• SHORT EXERCISE:
Please return each line of the items below that contains the word "this".
INPUT MATERIAL start
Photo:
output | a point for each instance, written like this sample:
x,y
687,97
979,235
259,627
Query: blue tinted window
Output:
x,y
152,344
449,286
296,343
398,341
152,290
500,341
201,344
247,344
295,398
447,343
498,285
INPUT MATERIAL end
• REPLY TO THE EXERCISE:
output | a point for each instance, written like this sample:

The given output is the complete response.